##### Data supplied

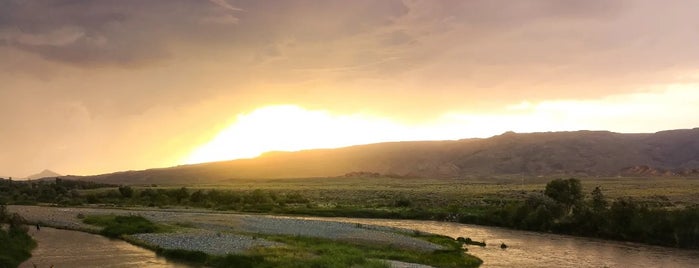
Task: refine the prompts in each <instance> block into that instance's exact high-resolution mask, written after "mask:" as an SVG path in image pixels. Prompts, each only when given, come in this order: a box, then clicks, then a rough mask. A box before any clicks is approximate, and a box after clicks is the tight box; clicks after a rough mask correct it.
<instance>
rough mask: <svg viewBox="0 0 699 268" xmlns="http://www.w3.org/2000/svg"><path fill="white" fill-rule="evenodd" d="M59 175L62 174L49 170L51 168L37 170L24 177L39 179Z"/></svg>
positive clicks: (56, 175)
mask: <svg viewBox="0 0 699 268" xmlns="http://www.w3.org/2000/svg"><path fill="white" fill-rule="evenodd" d="M60 176H62V175H61V174H58V173H56V172H53V171H51V170H48V169H44V171H42V172H39V173H37V174H34V175H30V176H28V177H26V178H25V179H27V180H36V179H41V178H48V177H60Z"/></svg>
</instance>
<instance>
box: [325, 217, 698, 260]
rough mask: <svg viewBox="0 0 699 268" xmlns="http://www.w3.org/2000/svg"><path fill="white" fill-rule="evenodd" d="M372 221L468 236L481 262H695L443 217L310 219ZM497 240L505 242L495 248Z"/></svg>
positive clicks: (594, 242)
mask: <svg viewBox="0 0 699 268" xmlns="http://www.w3.org/2000/svg"><path fill="white" fill-rule="evenodd" d="M313 219H320V220H333V221H344V222H352V223H362V224H375V225H383V226H391V227H399V228H407V229H415V230H420V231H424V232H430V233H437V234H443V235H448V236H451V237H459V236H463V237H470V238H471V239H473V240H475V241H485V242H486V243H487V246H486V247H484V248H483V247H478V246H469V247H468V248H469V252H470V253H471V254H473V255H475V256H477V257H479V258H481V259H482V260H483V262H484V264H483V266H482V267H699V251H693V250H680V249H673V248H665V247H656V246H648V245H643V244H637V243H624V242H616V241H605V240H600V239H590V238H580V237H573V236H564V235H554V234H542V233H536V232H524V231H516V230H508V229H502V228H496V227H487V226H478V225H467V224H458V223H448V222H433V221H413V220H381V219H348V218H333V219H323V218H313ZM500 243H505V244H507V246H508V248H507V249H504V250H503V249H501V248H500Z"/></svg>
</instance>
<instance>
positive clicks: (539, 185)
mask: <svg viewBox="0 0 699 268" xmlns="http://www.w3.org/2000/svg"><path fill="white" fill-rule="evenodd" d="M67 185H71V186H67ZM89 186H92V185H89ZM105 186H107V187H83V188H81V185H80V184H79V183H74V182H71V181H66V180H60V179H58V180H55V181H42V182H31V183H27V182H9V181H7V180H5V181H3V182H2V186H0V192H1V193H2V197H3V198H4V200H5V201H7V202H9V203H15V204H35V203H54V204H58V205H64V206H75V205H85V206H125V207H158V208H205V209H212V210H220V211H235V212H246V213H266V214H286V215H289V214H291V215H313V216H343V217H363V218H402V219H426V220H440V221H454V222H462V223H475V224H483V225H494V226H503V227H508V228H514V229H524V230H533V231H541V232H552V233H563V234H572V235H578V236H589V237H599V238H607V239H615V240H624V241H634V242H641V243H648V244H655V245H663V246H669V247H679V248H699V226H698V225H699V207H698V205H699V195H697V193H698V192H699V179H698V178H689V177H658V178H582V179H580V180H578V179H557V178H553V177H537V178H523V177H516V176H511V177H498V178H483V179H410V178H385V177H367V178H357V177H354V178H348V177H342V178H313V179H276V180H231V181H228V182H226V183H222V184H217V185H178V186H157V185H142V186H139V185H130V186H127V185H122V186H113V185H112V186H110V185H105ZM269 239H271V240H272V241H279V240H283V239H282V238H280V237H269ZM321 252H323V254H326V253H327V252H334V251H332V250H329V251H327V252H326V251H321ZM368 252H377V251H371V250H370V251H368ZM180 253H181V252H179V253H178V252H174V253H171V254H173V255H178V254H180ZM280 253H281V252H276V253H273V252H265V251H261V252H258V253H257V254H261V255H264V256H267V257H265V258H266V259H265V260H267V261H269V260H271V259H270V258H271V257H270V256H272V255H274V254H277V255H278V254H280ZM164 254H165V253H164ZM167 254H170V253H167ZM265 254H267V255H265ZM328 254H329V253H328ZM184 255H185V256H189V255H187V254H184ZM292 255H293V254H292ZM297 255H299V254H296V255H294V256H297ZM301 255H302V254H301ZM320 255H322V254H320ZM362 256H365V257H366V259H372V258H380V257H377V256H375V254H373V253H366V254H364V255H362ZM234 259H235V258H234ZM334 259H343V258H341V257H338V258H334ZM235 260H236V261H255V260H258V259H255V258H253V259H245V258H244V259H240V260H239V259H235ZM216 261H222V260H221V259H217V260H215V261H214V260H208V259H207V260H206V261H205V262H206V263H210V264H211V265H213V264H214V263H215V262H216ZM265 262H266V261H265ZM370 263H371V261H370ZM437 266H444V265H441V264H440V265H437Z"/></svg>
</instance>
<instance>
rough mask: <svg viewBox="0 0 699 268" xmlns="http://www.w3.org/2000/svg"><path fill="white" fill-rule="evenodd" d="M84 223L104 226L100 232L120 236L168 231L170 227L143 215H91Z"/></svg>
mask: <svg viewBox="0 0 699 268" xmlns="http://www.w3.org/2000/svg"><path fill="white" fill-rule="evenodd" d="M83 222H84V223H87V224H91V225H96V226H101V227H104V228H103V229H102V231H100V234H102V235H104V236H107V237H120V236H122V235H125V234H138V233H156V232H165V231H168V229H169V228H168V227H166V226H164V225H159V224H155V223H153V222H151V221H149V220H148V219H146V218H144V217H141V216H135V215H131V216H116V215H89V216H87V217H85V219H83Z"/></svg>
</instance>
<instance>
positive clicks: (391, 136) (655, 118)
mask: <svg viewBox="0 0 699 268" xmlns="http://www.w3.org/2000/svg"><path fill="white" fill-rule="evenodd" d="M697 88H699V87H697V86H696V85H674V86H670V87H668V89H667V90H665V91H659V92H655V93H635V94H626V95H614V96H610V97H608V98H604V99H600V100H594V101H574V100H558V101H546V102H540V103H530V102H527V101H523V102H521V103H519V104H514V105H511V106H508V107H505V108H504V109H503V111H504V112H503V113H501V114H473V113H461V112H458V111H454V112H450V113H446V114H443V115H442V116H441V117H439V118H436V119H435V120H432V121H431V122H428V123H422V124H409V123H404V122H399V121H397V120H392V119H390V118H383V117H379V116H372V115H369V114H351V115H338V114H334V113H332V112H330V111H327V110H309V109H306V108H304V107H301V106H298V105H272V106H265V107H262V108H258V109H255V110H254V111H252V112H250V113H243V114H239V115H238V116H237V117H236V119H235V120H234V121H233V123H232V124H230V126H229V127H227V128H225V129H224V130H223V131H221V132H220V133H218V134H217V135H216V136H215V137H214V138H213V139H212V140H211V141H209V142H207V143H205V144H204V145H202V146H200V147H198V148H197V149H195V150H194V151H193V152H192V153H191V155H189V156H188V157H187V158H186V159H185V160H184V161H183V162H184V163H187V164H193V163H203V162H211V161H221V160H229V159H240V158H252V157H257V156H259V155H260V154H262V153H265V152H269V151H298V150H304V149H315V148H338V147H344V146H350V145H359V144H369V143H377V142H385V141H414V140H455V139H462V138H473V137H481V138H485V137H489V136H492V135H497V134H501V133H503V132H506V131H515V132H540V131H566V130H578V129H590V130H615V131H619V132H642V131H643V129H644V128H645V127H646V126H645V124H654V125H664V126H663V127H664V128H668V129H671V128H673V127H681V124H682V120H678V119H677V118H676V117H674V116H672V115H671V114H666V113H665V114H666V115H662V114H664V111H668V110H677V108H676V107H690V106H691V105H688V104H691V103H695V102H696V103H697V104H699V90H697ZM678 112H682V113H683V114H695V116H697V118H699V113H697V112H696V111H695V110H685V111H679V110H678ZM638 118H644V119H643V120H642V122H639V119H638ZM698 123H699V122H698Z"/></svg>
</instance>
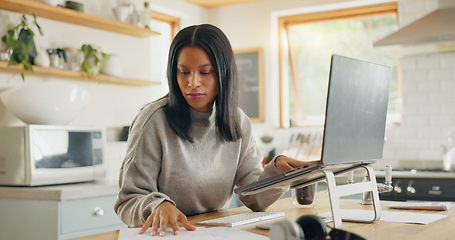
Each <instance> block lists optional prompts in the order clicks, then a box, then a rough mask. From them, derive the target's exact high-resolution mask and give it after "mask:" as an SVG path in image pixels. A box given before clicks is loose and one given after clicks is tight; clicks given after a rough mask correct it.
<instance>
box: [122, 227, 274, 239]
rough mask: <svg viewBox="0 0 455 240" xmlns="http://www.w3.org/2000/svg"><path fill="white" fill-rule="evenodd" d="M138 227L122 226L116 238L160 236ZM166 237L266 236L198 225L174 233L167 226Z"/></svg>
mask: <svg viewBox="0 0 455 240" xmlns="http://www.w3.org/2000/svg"><path fill="white" fill-rule="evenodd" d="M139 230H140V228H124V229H120V233H119V236H118V240H145V239H149V240H150V239H159V238H161V239H162V237H160V236H159V234H157V235H155V236H152V235H151V232H152V229H151V228H149V229H147V231H145V233H143V234H139ZM165 238H166V239H193V240H194V239H198V240H219V239H220V240H221V239H223V240H225V239H232V240H238V239H248V240H266V239H268V238H267V237H264V236H261V235H258V234H254V233H250V232H247V231H243V230H240V229H236V228H228V227H211V228H205V227H198V228H197V230H195V231H188V230H186V229H185V228H183V227H181V228H180V234H179V235H174V232H173V230H172V228H168V229H167V232H166V236H165Z"/></svg>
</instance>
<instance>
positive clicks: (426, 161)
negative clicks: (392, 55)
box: [385, 0, 455, 167]
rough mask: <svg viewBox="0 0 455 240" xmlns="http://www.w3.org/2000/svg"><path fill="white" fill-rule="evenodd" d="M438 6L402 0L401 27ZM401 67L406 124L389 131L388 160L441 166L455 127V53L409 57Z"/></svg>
mask: <svg viewBox="0 0 455 240" xmlns="http://www.w3.org/2000/svg"><path fill="white" fill-rule="evenodd" d="M437 7H438V2H437V0H399V1H398V13H399V17H398V19H400V26H405V25H407V24H409V23H410V22H412V21H414V20H416V19H418V18H420V17H422V16H424V15H425V14H427V13H429V12H431V11H433V10H435V9H436V8H437ZM401 67H402V71H401V74H402V85H403V86H402V88H403V115H402V119H403V121H402V125H401V126H400V127H395V128H390V129H388V131H387V136H388V142H387V143H386V145H385V146H386V149H385V159H386V160H387V161H390V162H391V163H393V164H394V165H396V166H398V165H400V163H401V164H402V165H403V164H404V163H406V165H409V164H412V165H413V166H417V167H425V166H429V167H437V166H438V165H439V166H440V165H441V164H442V163H441V159H442V158H443V154H444V152H443V149H442V147H441V145H443V144H447V140H446V139H447V138H446V134H447V131H448V130H449V129H451V128H454V127H455V53H454V52H447V53H433V54H425V55H415V56H406V57H403V58H402V59H401Z"/></svg>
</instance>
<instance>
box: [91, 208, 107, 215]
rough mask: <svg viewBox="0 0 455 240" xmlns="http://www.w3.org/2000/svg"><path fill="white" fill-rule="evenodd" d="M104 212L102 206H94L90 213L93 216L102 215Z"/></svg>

##########

* Exercise
Pull every line with the string "block" from the data above.

* Answer for this exercise
Task: refine the prompts in each <instance> block into that instance's exact high-resolution mask, written after "mask:" as an SVG path in image pixels. Prompts, each only when given, come in this order: a box, then clicks, then a rough mask. A box before any clicks is approximate, and a box after clicks is the tight box; clicks after a rough mask correct it.
Each <instance> block lists optional prompts in the order clicks, then a box, then a rough mask. From them, derive the target's exact high-resolution mask and give it after "mask:" as an SVG path in image pixels. A box given before clicks is loose and one given after clicks is tight; clicks given after a rough mask correct it.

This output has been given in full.